(Records from a collection)
□ □ □ □ □

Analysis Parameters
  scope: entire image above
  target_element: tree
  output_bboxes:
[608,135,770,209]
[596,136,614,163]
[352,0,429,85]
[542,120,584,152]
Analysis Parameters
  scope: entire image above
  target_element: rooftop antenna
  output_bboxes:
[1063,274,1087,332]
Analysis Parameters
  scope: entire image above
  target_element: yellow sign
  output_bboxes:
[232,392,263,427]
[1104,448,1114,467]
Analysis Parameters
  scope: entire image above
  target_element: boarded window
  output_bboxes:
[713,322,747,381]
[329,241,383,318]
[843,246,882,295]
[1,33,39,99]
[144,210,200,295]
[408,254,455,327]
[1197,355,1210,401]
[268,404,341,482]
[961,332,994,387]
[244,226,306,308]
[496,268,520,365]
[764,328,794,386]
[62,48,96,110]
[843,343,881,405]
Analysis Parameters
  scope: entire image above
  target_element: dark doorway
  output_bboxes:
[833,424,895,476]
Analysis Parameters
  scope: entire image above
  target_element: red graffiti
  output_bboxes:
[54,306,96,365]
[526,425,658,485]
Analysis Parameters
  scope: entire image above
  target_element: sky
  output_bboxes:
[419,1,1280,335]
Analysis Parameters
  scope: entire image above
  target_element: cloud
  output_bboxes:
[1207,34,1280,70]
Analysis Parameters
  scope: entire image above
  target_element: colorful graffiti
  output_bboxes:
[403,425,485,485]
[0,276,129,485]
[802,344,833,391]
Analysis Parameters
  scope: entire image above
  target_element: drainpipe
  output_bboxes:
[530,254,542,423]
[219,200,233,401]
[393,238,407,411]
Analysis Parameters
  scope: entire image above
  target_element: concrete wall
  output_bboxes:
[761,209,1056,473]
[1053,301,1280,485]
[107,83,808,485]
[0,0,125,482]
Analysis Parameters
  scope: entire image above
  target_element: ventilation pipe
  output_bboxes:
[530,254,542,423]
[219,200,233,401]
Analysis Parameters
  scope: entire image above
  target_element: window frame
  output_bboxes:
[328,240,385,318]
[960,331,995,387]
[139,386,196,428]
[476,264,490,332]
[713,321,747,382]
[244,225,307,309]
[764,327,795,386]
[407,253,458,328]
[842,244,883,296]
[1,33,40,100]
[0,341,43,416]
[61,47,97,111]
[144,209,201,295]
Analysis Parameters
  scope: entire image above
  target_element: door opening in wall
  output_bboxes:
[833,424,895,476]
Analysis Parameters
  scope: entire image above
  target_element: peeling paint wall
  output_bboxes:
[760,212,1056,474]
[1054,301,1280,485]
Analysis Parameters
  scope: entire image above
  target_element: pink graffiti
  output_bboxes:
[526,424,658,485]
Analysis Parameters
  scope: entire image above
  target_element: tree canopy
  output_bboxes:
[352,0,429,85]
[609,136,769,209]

□ □ □ □ □

* Task to carry out
Extract every line of the records above that contains the word "graffiti".

* Solution for this task
  target_element: red graffiti
  target_element: colorful graffiti
  target_element: pink graffiti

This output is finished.